Aufgabenstellung: Zitieren Sie aus der Ansprache zum Gedenken an Nikolaus Groß wörtlich alles von „Sehr geehrte Damen“ bis hinunter zu „die KAB Berlin.“.

Sehr geehrte Damen und Herren,
liebe Freundinnen und Freunde,
ich möchte mich zunächst kurz vorstellen. Ich bin Andreas Luttmer-Bensmann, seit 2015 Bundesvorsitzender der KAB Deutschlands. Ich freue mich sehr darüber, bei diesem Gedenktag meine Gedanken und Empfindungen einbringen zu dürfen. Vielen Dank für die Einladung an die KAB Berlin.
In meiner Schulzeit, bei mir nun schon eine Weile her, habe ich mich des Öfteren gefragt, was Geschichtsunterricht eigentlich soll? Faszinierende Informationen über Pyramiden oder Königreiche der Vergangenheit, der Blick auf Krieg und Frieden, eine Menge geschichtlicher Zahlen. Das war zwar manchmal spannend, aber warum das Ganze? Das galt in vieler Hinsicht auch für den Religionsunterricht mit den Erzählungen aus der Bibel. Heute sehe ich, dass aus den Erfahrungen der Geschichte wichtige Impulse für die Gegenwart gezogen werden können. Das heutige Gedenken an die Ermordung von Nikolaus Groß ist für mich ein solcher Kristallisationspunkt für die Zusammenführung von Geschichte und Gegenwart. Darum ein Blick auf heute und zurück.

[Extrahierte Einträge]
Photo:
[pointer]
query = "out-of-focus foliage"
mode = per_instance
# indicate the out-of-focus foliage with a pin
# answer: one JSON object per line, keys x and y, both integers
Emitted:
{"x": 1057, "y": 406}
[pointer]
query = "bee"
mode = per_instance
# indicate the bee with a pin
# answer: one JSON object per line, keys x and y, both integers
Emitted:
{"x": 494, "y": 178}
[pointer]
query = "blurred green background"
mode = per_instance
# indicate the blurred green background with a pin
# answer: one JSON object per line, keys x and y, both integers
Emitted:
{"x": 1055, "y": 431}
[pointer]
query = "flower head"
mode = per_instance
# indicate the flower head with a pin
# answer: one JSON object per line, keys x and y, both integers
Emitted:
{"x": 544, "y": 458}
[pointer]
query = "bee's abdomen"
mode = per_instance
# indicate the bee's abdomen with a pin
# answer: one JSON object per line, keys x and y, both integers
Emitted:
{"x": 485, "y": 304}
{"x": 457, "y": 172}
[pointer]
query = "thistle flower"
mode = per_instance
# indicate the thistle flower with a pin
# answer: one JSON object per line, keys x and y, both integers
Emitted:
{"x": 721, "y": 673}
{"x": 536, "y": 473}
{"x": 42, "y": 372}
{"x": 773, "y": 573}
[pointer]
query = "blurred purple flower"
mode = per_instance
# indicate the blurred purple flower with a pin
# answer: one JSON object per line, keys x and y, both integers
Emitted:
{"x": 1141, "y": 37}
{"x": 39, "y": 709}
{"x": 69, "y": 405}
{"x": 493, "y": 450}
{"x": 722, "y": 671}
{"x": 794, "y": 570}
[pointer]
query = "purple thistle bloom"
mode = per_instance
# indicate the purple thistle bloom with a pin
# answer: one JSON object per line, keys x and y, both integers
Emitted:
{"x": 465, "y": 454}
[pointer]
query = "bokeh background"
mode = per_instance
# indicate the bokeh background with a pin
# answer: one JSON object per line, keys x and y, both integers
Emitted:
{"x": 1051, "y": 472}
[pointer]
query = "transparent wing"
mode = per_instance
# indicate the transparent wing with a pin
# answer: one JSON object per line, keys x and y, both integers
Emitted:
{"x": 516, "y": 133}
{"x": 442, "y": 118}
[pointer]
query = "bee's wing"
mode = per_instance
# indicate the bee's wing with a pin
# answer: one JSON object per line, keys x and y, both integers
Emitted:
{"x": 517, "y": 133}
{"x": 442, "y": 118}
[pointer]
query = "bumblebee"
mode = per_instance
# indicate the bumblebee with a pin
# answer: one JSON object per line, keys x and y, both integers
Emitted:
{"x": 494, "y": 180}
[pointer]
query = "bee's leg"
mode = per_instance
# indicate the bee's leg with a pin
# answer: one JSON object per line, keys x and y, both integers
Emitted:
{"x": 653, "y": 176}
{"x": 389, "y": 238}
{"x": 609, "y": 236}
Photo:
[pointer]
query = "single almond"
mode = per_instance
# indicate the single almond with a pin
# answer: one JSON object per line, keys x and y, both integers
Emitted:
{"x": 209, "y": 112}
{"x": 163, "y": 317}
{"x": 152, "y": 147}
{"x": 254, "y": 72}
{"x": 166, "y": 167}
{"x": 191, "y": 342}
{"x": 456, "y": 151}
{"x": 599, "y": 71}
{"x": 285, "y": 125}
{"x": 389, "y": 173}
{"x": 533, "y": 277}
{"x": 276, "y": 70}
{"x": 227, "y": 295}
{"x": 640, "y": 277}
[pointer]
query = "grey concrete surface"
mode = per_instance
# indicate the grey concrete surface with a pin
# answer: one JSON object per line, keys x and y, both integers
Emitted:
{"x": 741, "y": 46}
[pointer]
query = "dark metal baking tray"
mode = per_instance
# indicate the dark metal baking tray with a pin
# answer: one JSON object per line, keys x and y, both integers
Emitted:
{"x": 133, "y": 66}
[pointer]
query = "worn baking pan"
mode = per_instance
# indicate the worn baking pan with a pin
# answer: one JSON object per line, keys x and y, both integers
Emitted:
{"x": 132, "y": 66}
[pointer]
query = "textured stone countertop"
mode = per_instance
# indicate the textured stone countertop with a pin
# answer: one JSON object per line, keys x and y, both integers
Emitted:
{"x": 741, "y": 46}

Antwort:
Sehr geehrte Damen und Herren,
liebe Freundinnen und Freunde,
ich möchte mich zunächst kurz vorstellen. Ich bin Andreas Luttmer-Bensmann, seit 2015 Bundesvorsitzender der KAB Deutschlands. Ich freue mich sehr darüber, bei diesem Gedenktag meine Gedanken und Empfindungen einbringen zu dürfen. Vielen Dank für die Einladung an die KAB Berlin.